** Start Records for this exercise **
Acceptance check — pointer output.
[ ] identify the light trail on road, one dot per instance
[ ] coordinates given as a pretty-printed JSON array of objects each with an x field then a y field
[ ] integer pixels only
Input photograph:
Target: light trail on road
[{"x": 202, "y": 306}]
** End Records for this exercise **
What needs to be done: Can you rewrite each line of the data above as a numbered list, leaving out any blank lines?

Answer:
1. Acceptance check — pointer output.
2. [ ] identify the light trail on road, one dot per instance
3. [ ] coordinates given as a pretty-printed JSON array of objects each with an x field then a y field
4. [ ] integer pixels only
5. Input photograph:
6. Target: light trail on road
7. [{"x": 202, "y": 306}]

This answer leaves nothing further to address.